▶ **Extracted text**:
Irwin v. Buffalo Pitts Co.

Rudkin, J.

On the 14th day of March, 1900, the defendant entered into a written contract with the. plaintiffs, whereby the plaintiffs were constituted agents of the defendant for the sale of farm machinery, at an agreed commission of twenty per cent on the printed price list of all machinery sold under the contract. On the 23d day of April, 1900, the parties entered into a second written contract, whereby the plaintiffs were constituted agents of the defendant for the sale of certain wind stackers, at an agreed commission of $25 on each stacker sold under the contract. On the llth day of August, 1900, the plaintiffs, as such agents, sold to one Berdan, a separator, engine, and other appliances, for the sum of $3,350, and a wind stacker for the. sum of $250. This action was brought to recover the commissions on the two sales.

▶ **Written task 1**: Rescale the entries below by writing out every line again, requests included, with each bounding box coordinate in the answers multiplied by 0.65 and rounded to a whole number, halves rounded up. Leave the pictures out of your reply.
The court opinion above has no connection to the entries that follow.

▶ **Supplied information**:
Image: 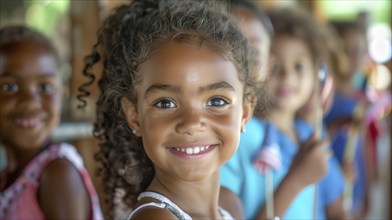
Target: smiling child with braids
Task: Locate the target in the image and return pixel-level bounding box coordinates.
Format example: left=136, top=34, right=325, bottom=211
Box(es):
left=80, top=0, right=256, bottom=219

▶ **Written task 2**: In the court opinion, what commission did the second contract set for each wind stacker sold?

▶ **Full answer 1**:
Image: 
Target: smiling child with braids
Task: Locate the target in the image and return pixel-level bounding box coordinates.
Format example: left=136, top=34, right=325, bottom=211
Box(es):
left=52, top=0, right=166, bottom=142

▶ **Full answer 2**: $25 on each stacker sold.